• **WHAT NEEDS TO BE DONE**
Check every line below for the string "watermelon", and copy the lines that contain it.
╭─ EXCERPTED RECORDS
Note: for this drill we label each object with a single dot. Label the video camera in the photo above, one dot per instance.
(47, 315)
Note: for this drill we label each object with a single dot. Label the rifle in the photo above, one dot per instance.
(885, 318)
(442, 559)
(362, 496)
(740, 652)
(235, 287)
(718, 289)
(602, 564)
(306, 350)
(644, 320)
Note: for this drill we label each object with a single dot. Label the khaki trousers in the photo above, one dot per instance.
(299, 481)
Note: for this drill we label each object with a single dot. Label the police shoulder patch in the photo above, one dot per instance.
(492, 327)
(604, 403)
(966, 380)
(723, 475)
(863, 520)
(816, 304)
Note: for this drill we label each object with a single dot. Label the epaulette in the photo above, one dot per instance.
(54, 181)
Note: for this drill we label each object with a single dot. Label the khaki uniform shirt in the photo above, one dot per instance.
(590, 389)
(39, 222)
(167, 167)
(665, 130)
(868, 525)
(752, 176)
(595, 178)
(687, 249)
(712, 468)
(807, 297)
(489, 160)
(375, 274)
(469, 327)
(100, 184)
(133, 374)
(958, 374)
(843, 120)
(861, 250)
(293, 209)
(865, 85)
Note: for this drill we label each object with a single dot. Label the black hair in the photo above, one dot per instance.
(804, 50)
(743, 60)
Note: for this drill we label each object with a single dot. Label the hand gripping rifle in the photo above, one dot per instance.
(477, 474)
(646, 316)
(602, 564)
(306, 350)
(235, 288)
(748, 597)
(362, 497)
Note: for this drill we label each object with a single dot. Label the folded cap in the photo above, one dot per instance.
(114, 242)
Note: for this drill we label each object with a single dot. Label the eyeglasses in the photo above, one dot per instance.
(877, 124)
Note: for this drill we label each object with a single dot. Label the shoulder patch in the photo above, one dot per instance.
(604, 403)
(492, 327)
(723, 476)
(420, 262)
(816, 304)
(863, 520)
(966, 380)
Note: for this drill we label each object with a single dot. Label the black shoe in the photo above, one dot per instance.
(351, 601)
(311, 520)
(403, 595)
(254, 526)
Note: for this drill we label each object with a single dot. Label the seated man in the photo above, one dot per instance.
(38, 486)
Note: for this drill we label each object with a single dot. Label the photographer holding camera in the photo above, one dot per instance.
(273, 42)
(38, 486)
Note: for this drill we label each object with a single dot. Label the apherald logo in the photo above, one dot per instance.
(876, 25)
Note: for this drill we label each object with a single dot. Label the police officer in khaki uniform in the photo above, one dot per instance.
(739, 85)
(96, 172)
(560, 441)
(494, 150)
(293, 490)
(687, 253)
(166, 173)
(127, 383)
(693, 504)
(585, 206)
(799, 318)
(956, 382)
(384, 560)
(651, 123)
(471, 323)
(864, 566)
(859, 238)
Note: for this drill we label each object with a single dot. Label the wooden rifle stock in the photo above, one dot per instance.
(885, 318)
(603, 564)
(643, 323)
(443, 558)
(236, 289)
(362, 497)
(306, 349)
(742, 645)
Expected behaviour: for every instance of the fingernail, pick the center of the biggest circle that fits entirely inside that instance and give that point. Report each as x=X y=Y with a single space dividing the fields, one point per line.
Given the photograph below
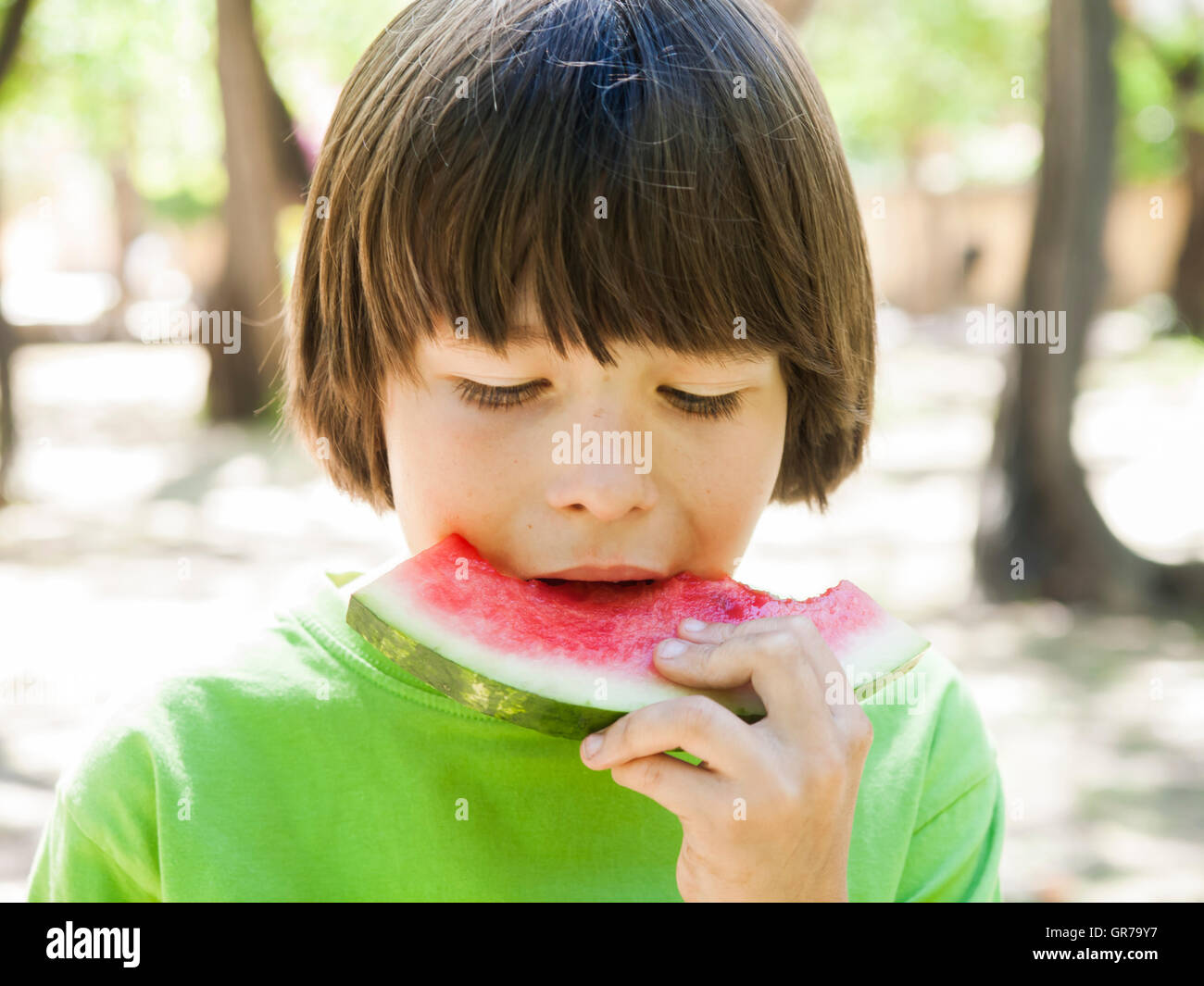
x=671 y=648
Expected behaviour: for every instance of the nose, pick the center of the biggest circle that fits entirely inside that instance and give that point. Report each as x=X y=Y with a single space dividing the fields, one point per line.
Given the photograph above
x=607 y=473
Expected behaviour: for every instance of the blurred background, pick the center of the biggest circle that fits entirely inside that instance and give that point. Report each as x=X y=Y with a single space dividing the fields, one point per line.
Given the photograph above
x=1035 y=513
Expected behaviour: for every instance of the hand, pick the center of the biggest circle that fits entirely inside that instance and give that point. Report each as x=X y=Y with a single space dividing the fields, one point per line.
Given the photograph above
x=769 y=814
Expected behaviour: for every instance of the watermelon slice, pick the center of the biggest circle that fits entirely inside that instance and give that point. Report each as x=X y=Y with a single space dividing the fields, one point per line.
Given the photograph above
x=570 y=658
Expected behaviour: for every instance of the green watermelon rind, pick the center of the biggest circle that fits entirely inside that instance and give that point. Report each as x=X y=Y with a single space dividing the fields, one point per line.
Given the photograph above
x=488 y=696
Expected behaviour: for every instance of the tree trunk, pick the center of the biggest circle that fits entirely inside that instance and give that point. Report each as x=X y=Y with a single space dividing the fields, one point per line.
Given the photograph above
x=1188 y=291
x=1036 y=512
x=10 y=41
x=251 y=281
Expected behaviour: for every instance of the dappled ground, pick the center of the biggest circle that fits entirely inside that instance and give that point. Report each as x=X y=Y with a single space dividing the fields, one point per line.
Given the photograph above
x=145 y=542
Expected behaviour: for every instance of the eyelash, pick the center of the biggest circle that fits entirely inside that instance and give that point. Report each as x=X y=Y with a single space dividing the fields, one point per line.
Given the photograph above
x=717 y=406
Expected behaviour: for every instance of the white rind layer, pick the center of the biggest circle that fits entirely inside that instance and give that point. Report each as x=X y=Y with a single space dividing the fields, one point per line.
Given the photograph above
x=871 y=657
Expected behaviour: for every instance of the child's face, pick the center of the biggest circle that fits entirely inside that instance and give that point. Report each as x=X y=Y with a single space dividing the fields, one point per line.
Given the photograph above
x=685 y=500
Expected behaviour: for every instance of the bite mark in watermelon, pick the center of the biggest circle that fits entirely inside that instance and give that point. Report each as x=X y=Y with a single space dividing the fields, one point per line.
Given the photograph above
x=570 y=658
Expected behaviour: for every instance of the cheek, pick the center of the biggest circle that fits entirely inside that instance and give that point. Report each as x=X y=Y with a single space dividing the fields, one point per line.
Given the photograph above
x=441 y=454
╰─
• **ANSWER BELOW**
Expected behaviour: for every instance of the watermelon slice, pick the center of the biggest circle that fits entirely inside that instance and give that point. Report each as x=X y=Y with a single space dividing the fields, one point per line.
Expected behaviour: for every instance of the green watermelon rind, pick the center of the biggest circle that fits entirely inside that instance and give that point. Report each as x=X y=Y with a single space dividing the fields, one point per line.
Expected behaviour: for every instance of the bite mark in watermelon, pick the center of the biggest circle that fits entirely inside that instance and give that point. Report each as x=X y=Y with a single space dividing the fields, one point per line.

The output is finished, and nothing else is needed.